BEGIN Data shown

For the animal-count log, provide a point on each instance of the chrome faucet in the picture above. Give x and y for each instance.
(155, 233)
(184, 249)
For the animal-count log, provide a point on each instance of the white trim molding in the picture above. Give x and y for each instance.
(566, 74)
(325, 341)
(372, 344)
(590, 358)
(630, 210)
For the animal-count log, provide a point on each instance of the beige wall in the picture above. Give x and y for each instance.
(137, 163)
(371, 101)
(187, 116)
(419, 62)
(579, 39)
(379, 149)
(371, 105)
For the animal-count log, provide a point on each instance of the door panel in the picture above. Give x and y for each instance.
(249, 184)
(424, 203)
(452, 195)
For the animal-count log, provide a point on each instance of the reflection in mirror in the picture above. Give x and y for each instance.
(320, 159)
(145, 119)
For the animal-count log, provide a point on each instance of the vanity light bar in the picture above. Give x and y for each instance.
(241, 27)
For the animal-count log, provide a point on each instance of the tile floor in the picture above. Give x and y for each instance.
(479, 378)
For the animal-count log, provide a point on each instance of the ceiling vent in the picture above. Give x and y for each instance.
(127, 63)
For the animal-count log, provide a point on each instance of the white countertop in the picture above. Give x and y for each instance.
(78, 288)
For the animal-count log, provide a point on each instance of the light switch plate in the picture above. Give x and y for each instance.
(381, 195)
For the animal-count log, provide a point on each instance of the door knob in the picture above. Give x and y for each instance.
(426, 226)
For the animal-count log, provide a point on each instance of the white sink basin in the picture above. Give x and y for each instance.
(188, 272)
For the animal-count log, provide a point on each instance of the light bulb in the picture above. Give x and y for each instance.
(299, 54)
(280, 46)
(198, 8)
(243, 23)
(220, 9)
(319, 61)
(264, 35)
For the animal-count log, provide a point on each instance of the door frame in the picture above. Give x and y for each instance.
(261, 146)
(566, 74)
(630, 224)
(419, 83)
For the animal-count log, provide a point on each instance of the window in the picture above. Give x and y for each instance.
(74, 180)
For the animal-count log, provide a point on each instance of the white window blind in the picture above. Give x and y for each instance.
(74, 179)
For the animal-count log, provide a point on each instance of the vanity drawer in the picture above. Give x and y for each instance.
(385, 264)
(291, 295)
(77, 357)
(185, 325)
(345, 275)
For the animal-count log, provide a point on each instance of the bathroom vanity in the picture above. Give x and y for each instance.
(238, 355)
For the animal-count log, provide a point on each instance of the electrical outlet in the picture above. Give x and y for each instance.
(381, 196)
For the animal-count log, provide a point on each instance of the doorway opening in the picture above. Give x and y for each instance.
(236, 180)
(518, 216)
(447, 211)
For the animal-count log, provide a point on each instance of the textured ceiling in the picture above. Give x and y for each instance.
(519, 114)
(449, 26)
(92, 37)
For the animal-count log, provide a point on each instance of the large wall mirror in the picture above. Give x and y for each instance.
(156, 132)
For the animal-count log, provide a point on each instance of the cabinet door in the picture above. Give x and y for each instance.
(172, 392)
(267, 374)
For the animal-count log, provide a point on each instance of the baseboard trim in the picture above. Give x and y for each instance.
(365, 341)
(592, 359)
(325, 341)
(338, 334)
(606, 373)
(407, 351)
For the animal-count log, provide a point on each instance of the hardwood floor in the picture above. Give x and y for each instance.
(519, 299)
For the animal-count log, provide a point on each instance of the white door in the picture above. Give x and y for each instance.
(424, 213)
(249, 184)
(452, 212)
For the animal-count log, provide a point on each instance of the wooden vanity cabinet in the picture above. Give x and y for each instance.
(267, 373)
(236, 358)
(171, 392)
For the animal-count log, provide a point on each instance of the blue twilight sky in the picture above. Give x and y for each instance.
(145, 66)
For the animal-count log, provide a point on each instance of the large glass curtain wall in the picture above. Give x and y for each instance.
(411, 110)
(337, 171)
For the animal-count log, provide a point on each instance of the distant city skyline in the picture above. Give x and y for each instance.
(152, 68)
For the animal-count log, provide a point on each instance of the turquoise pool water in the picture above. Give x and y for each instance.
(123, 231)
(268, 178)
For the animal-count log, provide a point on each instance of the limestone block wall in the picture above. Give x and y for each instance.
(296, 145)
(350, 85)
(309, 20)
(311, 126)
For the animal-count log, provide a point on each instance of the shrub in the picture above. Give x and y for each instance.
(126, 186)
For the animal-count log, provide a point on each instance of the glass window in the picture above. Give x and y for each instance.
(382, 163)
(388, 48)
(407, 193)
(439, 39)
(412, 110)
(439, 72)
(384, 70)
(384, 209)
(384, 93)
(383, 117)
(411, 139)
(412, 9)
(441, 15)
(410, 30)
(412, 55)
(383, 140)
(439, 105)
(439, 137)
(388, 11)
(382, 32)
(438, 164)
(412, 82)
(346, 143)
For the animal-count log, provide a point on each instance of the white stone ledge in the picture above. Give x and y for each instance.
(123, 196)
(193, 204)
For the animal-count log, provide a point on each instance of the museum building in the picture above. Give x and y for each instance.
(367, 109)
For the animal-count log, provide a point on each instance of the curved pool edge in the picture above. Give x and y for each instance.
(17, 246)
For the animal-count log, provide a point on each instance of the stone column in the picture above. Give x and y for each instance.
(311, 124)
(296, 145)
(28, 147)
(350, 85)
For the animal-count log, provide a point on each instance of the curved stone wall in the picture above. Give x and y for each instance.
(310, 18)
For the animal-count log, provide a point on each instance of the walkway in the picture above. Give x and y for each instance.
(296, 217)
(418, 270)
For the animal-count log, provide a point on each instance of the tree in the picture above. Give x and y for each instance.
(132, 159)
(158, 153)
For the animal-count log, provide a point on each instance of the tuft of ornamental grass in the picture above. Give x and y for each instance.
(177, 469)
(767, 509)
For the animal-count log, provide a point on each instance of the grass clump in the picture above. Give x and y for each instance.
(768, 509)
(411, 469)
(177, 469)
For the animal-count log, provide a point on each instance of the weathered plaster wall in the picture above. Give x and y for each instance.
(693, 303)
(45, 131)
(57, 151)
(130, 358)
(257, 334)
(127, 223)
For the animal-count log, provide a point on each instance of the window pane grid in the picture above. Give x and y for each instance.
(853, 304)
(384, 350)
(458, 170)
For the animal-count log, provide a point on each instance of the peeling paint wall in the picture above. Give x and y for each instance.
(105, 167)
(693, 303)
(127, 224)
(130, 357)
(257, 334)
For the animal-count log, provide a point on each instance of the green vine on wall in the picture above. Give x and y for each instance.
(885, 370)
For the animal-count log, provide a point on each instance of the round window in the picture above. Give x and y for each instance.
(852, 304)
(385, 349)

END Data shown

Direction:
Give the material above again, word for word.

Response below:
For the animal-count log, provide a point on each instance of the chrome faucet in the picture above. Give x and y for each instance.
(155, 233)
(184, 249)
For the animal-count log, provide a point on each instance of the white trim molding in the picture above. Give x and y for each instance.
(566, 74)
(325, 341)
(372, 344)
(590, 358)
(630, 210)
For the animal-count log, provide a point on each instance of the beige wall in the picture above. Give x and y for each instance.
(137, 163)
(371, 101)
(187, 116)
(419, 62)
(579, 39)
(379, 149)
(371, 105)
For the animal-count log, provide a point on each instance of the door panel in the picture above. Give x and y for each instance.
(249, 184)
(424, 203)
(452, 195)
For the animal-count log, provide a point on each instance of the reflection in mirror in the picture above. Give x and y for each instance.
(320, 159)
(145, 119)
For the animal-count log, provide a point on each instance of the vanity light bar in the picture above. Give x and y for each instance.
(241, 27)
For the animal-count log, provide a point on each instance of the tile floor in the picture above. Give x and y for each instance.
(479, 378)
For the animal-count log, provide a point on each instance of the ceiling vent in the picture above. Give x and y for each instance.
(127, 63)
For the animal-count log, provide a point on each instance of the white countertop in the picture above. Give x and y for each instance.
(78, 288)
For the animal-count log, provide a point on each instance of the light switch plate in the picture above. Give x and y for each instance.
(381, 195)
For the animal-count log, provide a point on each instance of the door knob in the picture above. Give x and y for each instance.
(426, 226)
For the animal-count log, provide a point on each instance of the white sink basin in the picture above. Give x and y for each instance.
(188, 272)
For the animal-count log, provide a point on each instance of the light bulb in the picture above. Give x and y for each instance.
(299, 54)
(280, 46)
(198, 8)
(243, 23)
(220, 9)
(319, 61)
(264, 35)
For the animal-count log, provide a point on each instance of the door frame in the picture above. Give x and y for each instance.
(261, 146)
(566, 74)
(630, 224)
(419, 83)
For the animal-count log, provide a point on each instance of the window in the picture above. Give x and y for each instance.
(74, 180)
For the animal-count log, provide a point on each instance of the white window blind in the picture above. Give x and y for each instance.
(74, 179)
For the animal-count log, provide a point on each instance of the vanity drawer in the picture above. Give x and y for each instance.
(385, 264)
(291, 295)
(77, 357)
(185, 325)
(345, 275)
For the animal-count log, provide a point on each instance of the bathroom vanity in the picture above. Give x and y for each instance.
(238, 355)
For the animal-count log, provide a point on each instance of the electrical outlet in the picture above. Give x and y for each instance.
(381, 196)
For the animal-count log, provide a point on each instance of the doorway opening in the picture above. Give x and y for each instance.
(236, 180)
(518, 216)
(447, 211)
For the animal-count log, provide a point on each instance of the textured ceiling in the picture above. Give x and y for each instance.
(519, 114)
(449, 26)
(92, 37)
For the animal-count log, provide a point on each instance of the large wall mirror in the picture above. Give x and y for each instance.
(156, 132)
For the animal-count log, provide a point on each instance of the cabinet door in the picture above. Give x and y for each instance.
(172, 392)
(267, 374)
For the animal-count log, provide a point on each instance of the baseboard trim in the picture above. Give x and y for each instance.
(365, 341)
(592, 359)
(325, 341)
(338, 334)
(606, 373)
(407, 351)
For the animal-count log, provide a point on each instance of the hardwood floor in the picture above. Give x and y for each instance.
(519, 299)
For the animal-count log, provide a point on each instance of the white door in the picture above. Give x and y for each instance.
(424, 213)
(249, 184)
(452, 212)
For the animal-count log, provide a point on each instance of the wooden vanity cabinet in the picture above. Give x and y for each instance.
(267, 373)
(236, 358)
(171, 392)
For the animal-count log, provide a point on each instance of the blue twilight sky in the picture above. Give x and y for each instance.
(145, 66)
For the animal-count log, provide a point on each instance of the large glass curtain wall in the picture above. Give x and y for each instance.
(411, 110)
(337, 171)
For the animal-count log, provide a point on each instance of the distant city skyline in the picture above. Give x and y for each instance.
(152, 68)
For the animal-count log, provide a point on each instance of the turquoise pool water in the picture above. Give x and y for each instance.
(123, 231)
(268, 178)
For the animal-count log, provide a point on each instance of the limestone block wall in the picture above. Give x and y for each instance.
(296, 145)
(350, 85)
(309, 20)
(311, 126)
For the animal-count log, provide a point on each instance of the shrub in the picture above. Give x and y for each instance.
(126, 186)
For the animal-count log, provide a point on each instance of the glass window in the picture above. Give x and y for each instance.
(382, 163)
(388, 48)
(407, 193)
(439, 39)
(412, 110)
(439, 72)
(384, 70)
(384, 209)
(384, 93)
(383, 117)
(411, 139)
(412, 9)
(441, 15)
(410, 30)
(412, 55)
(383, 140)
(439, 105)
(439, 137)
(388, 11)
(382, 32)
(438, 164)
(412, 82)
(346, 143)
For the animal-count log, provide a point on each instance of the white stone ledge in the picture above. Give x and y for each instance.
(123, 196)
(193, 204)
For the animal-count log, provide a point on each instance of the museum building in the picture above. Give x and y for each instance.
(367, 109)
For the animal-count log, provide a point on each instance of the curved pool edge in the picture above. Give x and y for each instance.
(17, 246)
For the animal-count log, provide a point on each instance of the stone column in the picture above. Give x and y for each instance.
(311, 124)
(296, 145)
(28, 147)
(350, 85)
For the animal-count log, provide a point on each instance of the curved stone wall in the picture above. Give x and y for each instance.
(310, 18)
For the animal-count log, provide a point on each instance of the walkway in the picture above. Give x and y for each instance.
(296, 217)
(418, 270)
For the animal-count log, provide a point on each instance of the tree in the picture above. Give x and y for each instance.
(132, 159)
(158, 153)
For the animal-count log, provide a point on each instance of the tuft of ornamental grass in the picture above. Give x and y for each instance.
(177, 469)
(767, 509)
For the animal-count log, provide a point on each instance of the grass clump in the picture above. Give x and y for each instance.
(768, 509)
(411, 469)
(177, 469)
For the animal-count log, provide a point on each instance of the weathered plaster wall in the picture above. Give x and y for each instance.
(693, 303)
(45, 131)
(57, 151)
(130, 358)
(257, 334)
(127, 223)
For the animal-count log, provide a point on each instance of the window pane grid in the picture above. Give x and y for each instance.
(853, 304)
(384, 350)
(458, 170)
For the animal-count log, provide a point on each instance of the peeling paint wall in the picture above. Give x and y for each instance.
(105, 167)
(693, 303)
(127, 224)
(130, 357)
(257, 334)
For the animal-count log, provide a point on each instance of the green vine on wall in the picture above. Give x and y for each instance.
(885, 370)
For the animal-count log, provide a point on each instance of the round window in the picture above. Give x and y for each instance.
(852, 304)
(385, 349)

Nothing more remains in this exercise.